INSTRUCTIONS FOR THE TASK - Could you set down every entry exactly as it stands, without the images?

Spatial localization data
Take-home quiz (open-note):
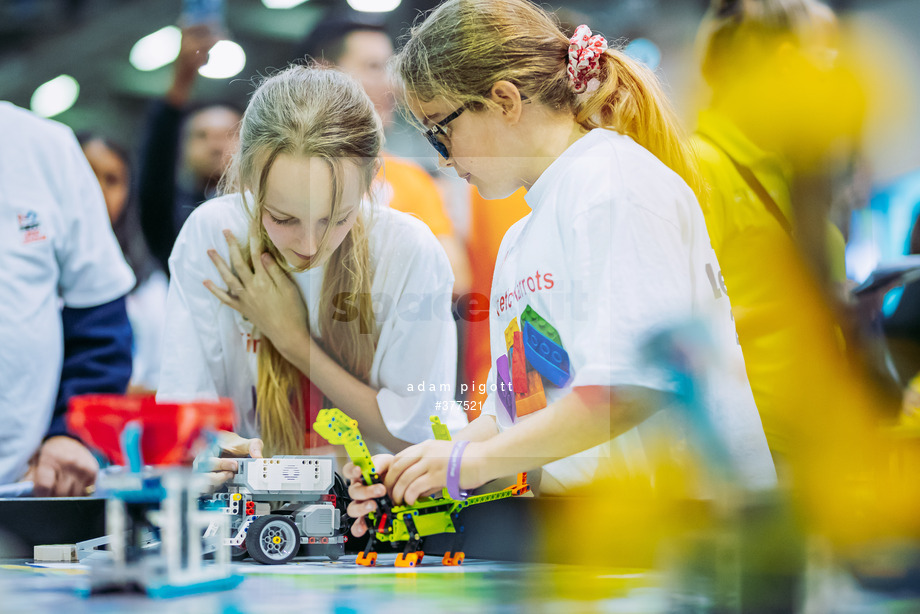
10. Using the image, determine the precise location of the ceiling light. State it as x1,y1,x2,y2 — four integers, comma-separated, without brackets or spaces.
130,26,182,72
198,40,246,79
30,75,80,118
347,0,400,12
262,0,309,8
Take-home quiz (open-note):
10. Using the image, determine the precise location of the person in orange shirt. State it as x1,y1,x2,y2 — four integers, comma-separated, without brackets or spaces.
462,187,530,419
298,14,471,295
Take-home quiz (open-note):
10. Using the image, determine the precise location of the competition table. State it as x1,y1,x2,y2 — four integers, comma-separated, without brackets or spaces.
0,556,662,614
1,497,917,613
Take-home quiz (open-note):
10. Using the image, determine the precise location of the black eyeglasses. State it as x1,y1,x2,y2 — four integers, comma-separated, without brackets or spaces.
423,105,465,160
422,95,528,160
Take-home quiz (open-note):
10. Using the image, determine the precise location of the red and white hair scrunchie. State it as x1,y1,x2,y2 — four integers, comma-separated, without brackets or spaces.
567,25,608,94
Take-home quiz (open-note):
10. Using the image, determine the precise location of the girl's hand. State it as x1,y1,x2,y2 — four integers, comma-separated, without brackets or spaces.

SOLUTION TO THE EXERCISE -
Take-home quiz (open-note):
10. Using the image, determine the precise location of the ceiling light. State it as x1,y1,x2,y2 — four integers, comma-separated, without brackets or spaces.
130,26,182,72
198,40,246,79
30,75,80,118
347,0,400,12
262,0,309,8
Take-home quiz (open-note):
10. Using the image, determine the precise location of the person in orange shirt. State it as x1,y1,x2,y2 — four integers, comma-separated, without brackets or spaces.
462,187,530,419
298,14,471,295
Take-home quiz (open-note):
10. Using the image, determine the precise location of the competition table. State it as x1,y1,x2,y2 — four integers, comma-separated, without brackets or spaces.
0,556,662,614
1,497,917,613
Take-home quiz (open-note):
10. Using the image, determine the precise location of the black eyeglasses. State it as x1,y1,x2,y2 — four integers, comma-separated, without brackets or spaces.
423,105,465,160
422,95,528,160
Take-home quiz (open-note):
10. Using the image, determine the precise location of the red and white hair scrunchie. State it as x1,y1,x2,y2 — four integers, comma-separated, without brackets or spaces.
567,25,608,94
Take-home quiz (open-note):
10. Using the image, determine the precise location of the girl's hand. State it as x1,y1,x2,y2 — four integers, comma-separated, without brackets or spaces.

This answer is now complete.